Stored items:
----------------
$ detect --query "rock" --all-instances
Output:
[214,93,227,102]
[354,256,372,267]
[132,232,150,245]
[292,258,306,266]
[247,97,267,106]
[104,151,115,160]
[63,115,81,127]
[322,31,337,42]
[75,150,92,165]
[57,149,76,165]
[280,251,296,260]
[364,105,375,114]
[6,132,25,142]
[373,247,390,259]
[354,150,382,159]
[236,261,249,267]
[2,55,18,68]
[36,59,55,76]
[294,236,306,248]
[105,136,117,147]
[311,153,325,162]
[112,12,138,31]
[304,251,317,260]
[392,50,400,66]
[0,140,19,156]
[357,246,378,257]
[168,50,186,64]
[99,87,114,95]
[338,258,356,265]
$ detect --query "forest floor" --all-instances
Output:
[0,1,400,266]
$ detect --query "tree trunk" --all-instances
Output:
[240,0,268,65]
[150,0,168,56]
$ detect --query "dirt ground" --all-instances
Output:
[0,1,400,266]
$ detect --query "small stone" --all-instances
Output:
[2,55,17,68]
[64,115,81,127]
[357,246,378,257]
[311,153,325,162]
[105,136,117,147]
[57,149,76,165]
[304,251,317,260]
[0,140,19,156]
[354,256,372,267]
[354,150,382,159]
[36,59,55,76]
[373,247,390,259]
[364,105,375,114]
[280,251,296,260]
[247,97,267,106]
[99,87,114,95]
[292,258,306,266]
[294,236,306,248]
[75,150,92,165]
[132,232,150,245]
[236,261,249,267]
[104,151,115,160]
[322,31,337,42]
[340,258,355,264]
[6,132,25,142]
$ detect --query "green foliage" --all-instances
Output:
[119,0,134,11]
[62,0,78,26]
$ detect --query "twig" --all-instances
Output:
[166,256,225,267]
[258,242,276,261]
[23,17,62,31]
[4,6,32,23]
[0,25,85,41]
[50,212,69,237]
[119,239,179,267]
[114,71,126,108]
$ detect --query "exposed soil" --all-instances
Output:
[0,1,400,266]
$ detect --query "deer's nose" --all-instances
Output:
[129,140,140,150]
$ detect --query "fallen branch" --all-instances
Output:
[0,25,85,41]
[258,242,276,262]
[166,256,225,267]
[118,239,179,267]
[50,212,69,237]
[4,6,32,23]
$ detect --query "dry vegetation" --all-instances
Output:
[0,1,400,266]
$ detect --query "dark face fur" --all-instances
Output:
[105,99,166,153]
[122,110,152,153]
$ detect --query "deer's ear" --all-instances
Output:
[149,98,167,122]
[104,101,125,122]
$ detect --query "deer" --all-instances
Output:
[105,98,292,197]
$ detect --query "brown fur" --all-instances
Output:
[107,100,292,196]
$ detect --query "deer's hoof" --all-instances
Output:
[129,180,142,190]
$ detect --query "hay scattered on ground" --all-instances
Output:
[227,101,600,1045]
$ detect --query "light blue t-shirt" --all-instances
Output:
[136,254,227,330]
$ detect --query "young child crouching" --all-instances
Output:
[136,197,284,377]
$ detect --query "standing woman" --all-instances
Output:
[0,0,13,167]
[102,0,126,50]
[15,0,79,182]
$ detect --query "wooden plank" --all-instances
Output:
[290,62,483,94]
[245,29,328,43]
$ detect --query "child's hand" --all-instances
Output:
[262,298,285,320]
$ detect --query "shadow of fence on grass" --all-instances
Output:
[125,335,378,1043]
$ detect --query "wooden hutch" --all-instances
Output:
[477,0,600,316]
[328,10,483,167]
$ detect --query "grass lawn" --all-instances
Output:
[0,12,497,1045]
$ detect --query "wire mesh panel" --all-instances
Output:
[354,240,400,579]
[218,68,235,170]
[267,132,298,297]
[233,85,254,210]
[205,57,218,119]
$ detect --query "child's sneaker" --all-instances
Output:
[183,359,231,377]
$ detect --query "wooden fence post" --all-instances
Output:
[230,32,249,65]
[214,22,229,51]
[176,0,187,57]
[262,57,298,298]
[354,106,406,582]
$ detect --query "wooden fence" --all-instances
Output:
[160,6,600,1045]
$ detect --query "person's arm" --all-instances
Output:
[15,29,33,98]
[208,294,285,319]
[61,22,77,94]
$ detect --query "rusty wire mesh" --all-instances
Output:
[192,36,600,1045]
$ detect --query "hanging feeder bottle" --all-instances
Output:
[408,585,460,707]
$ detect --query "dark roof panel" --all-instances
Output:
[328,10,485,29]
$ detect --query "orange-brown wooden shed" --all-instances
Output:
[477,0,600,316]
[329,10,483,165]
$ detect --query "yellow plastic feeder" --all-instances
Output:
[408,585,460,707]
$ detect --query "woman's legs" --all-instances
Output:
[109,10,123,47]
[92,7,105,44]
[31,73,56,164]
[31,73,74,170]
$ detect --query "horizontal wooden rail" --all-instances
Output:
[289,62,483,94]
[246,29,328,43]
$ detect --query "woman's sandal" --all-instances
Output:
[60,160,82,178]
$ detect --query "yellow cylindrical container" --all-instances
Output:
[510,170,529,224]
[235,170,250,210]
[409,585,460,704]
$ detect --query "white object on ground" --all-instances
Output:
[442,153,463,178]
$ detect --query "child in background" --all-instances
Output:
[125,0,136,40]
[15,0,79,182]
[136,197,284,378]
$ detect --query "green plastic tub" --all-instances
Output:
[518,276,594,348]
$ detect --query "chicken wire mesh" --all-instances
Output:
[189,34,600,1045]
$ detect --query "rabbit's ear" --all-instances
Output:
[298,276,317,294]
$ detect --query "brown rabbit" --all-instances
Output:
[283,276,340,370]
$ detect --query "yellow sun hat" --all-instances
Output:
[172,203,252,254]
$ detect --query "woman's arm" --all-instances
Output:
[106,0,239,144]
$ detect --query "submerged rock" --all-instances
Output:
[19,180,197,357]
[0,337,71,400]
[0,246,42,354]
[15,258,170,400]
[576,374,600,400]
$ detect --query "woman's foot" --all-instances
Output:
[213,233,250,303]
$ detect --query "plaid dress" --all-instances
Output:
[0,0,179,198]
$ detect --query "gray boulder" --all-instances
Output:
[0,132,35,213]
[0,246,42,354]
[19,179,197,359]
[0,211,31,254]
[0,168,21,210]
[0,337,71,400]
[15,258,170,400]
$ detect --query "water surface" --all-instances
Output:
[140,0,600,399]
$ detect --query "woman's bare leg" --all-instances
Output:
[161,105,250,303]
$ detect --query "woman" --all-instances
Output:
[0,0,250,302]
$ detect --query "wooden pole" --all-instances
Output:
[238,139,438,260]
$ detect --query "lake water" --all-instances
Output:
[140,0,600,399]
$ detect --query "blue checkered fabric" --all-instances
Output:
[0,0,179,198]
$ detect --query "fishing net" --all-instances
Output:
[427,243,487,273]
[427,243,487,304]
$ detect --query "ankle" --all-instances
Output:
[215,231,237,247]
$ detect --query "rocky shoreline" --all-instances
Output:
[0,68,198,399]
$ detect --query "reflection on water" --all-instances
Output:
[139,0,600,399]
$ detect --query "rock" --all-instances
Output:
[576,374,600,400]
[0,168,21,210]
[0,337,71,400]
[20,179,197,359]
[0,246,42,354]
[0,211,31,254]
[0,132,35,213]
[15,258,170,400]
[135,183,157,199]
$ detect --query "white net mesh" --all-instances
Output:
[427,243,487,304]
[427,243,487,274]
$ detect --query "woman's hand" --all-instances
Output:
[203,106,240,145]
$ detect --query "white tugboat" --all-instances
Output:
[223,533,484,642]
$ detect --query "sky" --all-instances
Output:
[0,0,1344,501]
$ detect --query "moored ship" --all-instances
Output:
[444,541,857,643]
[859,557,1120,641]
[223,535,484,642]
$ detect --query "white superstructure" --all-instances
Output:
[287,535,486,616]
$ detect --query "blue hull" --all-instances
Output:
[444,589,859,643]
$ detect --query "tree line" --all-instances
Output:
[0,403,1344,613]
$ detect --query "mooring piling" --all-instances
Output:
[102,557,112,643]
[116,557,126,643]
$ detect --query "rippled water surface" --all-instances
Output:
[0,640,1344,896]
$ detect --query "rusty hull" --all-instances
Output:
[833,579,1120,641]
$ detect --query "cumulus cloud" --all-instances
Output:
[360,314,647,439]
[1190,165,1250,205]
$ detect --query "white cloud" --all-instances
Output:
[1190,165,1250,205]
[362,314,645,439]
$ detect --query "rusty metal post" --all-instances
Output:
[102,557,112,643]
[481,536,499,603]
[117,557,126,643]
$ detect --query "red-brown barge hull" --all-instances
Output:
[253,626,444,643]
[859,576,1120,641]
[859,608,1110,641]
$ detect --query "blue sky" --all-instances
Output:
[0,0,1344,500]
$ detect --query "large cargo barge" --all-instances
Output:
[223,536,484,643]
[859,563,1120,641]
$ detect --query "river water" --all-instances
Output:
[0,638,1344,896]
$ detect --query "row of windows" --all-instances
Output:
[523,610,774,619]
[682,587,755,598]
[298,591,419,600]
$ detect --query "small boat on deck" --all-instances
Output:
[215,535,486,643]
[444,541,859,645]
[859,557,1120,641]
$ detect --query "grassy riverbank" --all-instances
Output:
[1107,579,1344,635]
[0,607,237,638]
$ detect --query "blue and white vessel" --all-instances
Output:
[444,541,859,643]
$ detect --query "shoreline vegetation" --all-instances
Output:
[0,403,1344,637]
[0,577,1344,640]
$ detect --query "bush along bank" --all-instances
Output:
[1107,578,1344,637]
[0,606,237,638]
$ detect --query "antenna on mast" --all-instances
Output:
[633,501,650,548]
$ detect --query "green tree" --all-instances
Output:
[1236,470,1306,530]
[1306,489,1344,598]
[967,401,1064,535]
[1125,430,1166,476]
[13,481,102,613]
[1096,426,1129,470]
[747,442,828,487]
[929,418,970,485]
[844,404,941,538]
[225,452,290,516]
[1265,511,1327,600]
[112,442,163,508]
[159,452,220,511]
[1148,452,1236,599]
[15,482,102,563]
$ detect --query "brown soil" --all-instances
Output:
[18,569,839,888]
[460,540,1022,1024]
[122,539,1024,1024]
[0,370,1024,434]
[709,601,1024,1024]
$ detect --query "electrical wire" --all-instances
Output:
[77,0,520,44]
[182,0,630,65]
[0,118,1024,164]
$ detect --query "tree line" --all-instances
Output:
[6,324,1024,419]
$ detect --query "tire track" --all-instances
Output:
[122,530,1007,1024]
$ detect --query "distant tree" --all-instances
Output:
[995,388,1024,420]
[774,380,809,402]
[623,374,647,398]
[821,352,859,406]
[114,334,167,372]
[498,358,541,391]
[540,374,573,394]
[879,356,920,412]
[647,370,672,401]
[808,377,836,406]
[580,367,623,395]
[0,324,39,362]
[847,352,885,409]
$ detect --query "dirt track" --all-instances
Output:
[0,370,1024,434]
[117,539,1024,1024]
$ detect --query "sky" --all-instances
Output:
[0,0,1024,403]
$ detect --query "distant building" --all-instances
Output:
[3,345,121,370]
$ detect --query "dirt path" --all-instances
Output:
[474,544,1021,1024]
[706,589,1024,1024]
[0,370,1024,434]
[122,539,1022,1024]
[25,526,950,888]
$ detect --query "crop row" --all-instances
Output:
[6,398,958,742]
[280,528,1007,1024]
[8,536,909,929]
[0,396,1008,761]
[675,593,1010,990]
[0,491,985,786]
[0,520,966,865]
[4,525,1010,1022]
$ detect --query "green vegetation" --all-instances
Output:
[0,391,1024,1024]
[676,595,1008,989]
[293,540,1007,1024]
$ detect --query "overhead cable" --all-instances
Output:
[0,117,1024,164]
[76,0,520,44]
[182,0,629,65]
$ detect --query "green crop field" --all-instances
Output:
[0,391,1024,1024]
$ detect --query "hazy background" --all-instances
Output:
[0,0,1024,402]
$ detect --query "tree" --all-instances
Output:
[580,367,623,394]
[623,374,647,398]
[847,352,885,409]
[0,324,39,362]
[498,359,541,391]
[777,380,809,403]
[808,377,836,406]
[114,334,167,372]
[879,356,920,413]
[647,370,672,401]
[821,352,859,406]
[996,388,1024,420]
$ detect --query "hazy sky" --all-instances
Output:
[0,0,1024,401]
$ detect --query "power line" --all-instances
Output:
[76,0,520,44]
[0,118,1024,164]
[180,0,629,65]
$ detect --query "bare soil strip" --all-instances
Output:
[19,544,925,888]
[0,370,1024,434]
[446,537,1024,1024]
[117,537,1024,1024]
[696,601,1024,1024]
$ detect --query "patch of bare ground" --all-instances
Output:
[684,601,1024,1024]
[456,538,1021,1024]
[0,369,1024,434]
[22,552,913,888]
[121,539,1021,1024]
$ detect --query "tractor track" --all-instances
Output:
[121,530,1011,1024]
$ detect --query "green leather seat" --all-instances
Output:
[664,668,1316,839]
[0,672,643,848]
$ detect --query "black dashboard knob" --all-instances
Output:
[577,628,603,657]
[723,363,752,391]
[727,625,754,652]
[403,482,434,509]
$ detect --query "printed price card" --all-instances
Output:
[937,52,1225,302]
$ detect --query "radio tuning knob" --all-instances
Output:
----------------
TASK REQUIREMENTS: Copy out the data above word for word, beginning with its first line and continuing through the line that contains "[129,180,142,190]".

REPLY:
$ detect --query "rock" --all-instances
Output:
[214,93,227,102]
[354,256,372,267]
[132,232,150,245]
[292,258,306,266]
[247,97,267,106]
[104,151,115,160]
[63,115,81,127]
[322,31,337,42]
[75,150,92,165]
[57,149,76,165]
[280,251,296,260]
[364,105,375,114]
[6,132,25,142]
[373,247,390,259]
[354,150,382,159]
[236,261,249,267]
[2,55,18,68]
[36,59,55,76]
[294,236,306,248]
[105,136,117,147]
[311,153,325,162]
[112,12,138,31]
[304,251,317,260]
[392,50,400,66]
[0,140,19,156]
[357,246,378,257]
[168,50,186,64]
[99,87,114,95]
[338,258,356,265]
$ detect --query "forest floor" --all-instances
Output:
[0,1,400,266]
$ detect --query "tree trunk" --all-instances
Output:
[240,0,268,65]
[150,0,168,56]
$ detect --query "dirt ground" --all-instances
Output:
[0,1,400,266]
$ detect --query "small stone" --all-instances
Output:
[2,55,17,68]
[64,115,81,127]
[357,246,378,257]
[311,153,325,162]
[105,136,117,147]
[57,149,76,165]
[304,251,317,260]
[0,140,19,156]
[354,256,372,267]
[354,150,382,159]
[36,59,55,76]
[373,247,390,259]
[364,105,375,114]
[280,251,296,260]
[247,97,267,106]
[99,87,114,95]
[292,258,306,266]
[294,236,306,248]
[75,150,92,165]
[132,232,150,245]
[236,261,249,267]
[104,151,115,160]
[322,31,337,42]
[340,258,355,264]
[6,132,25,142]
$ detect --query "green foliage" --all-instances
Output:
[119,0,134,11]
[62,0,78,26]
$ detect --query "twig" --all-instances
Output:
[166,256,225,267]
[258,242,276,261]
[23,17,62,31]
[4,6,32,23]
[0,25,85,41]
[50,212,69,237]
[119,239,179,267]
[114,71,126,108]
$ detect --query "exposed soil" --all-instances
Output:
[0,1,400,266]
$ detect --query "deer's nose" --all-instances
Output:
[129,140,140,150]
$ detect --query "fallen branch" --all-instances
Output:
[0,25,85,41]
[258,242,276,262]
[166,256,225,267]
[118,239,179,267]
[50,212,69,237]
[4,6,32,23]
$ detect --query "dry vegetation" --all-instances
Output:
[0,1,400,266]
$ detect --query "dark face fur" --all-instances
Output:
[105,99,166,153]
[122,110,152,153]
$ detect --query "deer's ear" --all-instances
Output:
[149,98,167,122]
[104,101,125,122]
$ detect --query "deer" --all-instances
Output:
[105,98,292,197]
$ detect --query "brown fur" --all-instances
Output:
[107,100,292,196]
$ detect --query "deer's hoof" --all-instances
Output:
[129,180,142,190]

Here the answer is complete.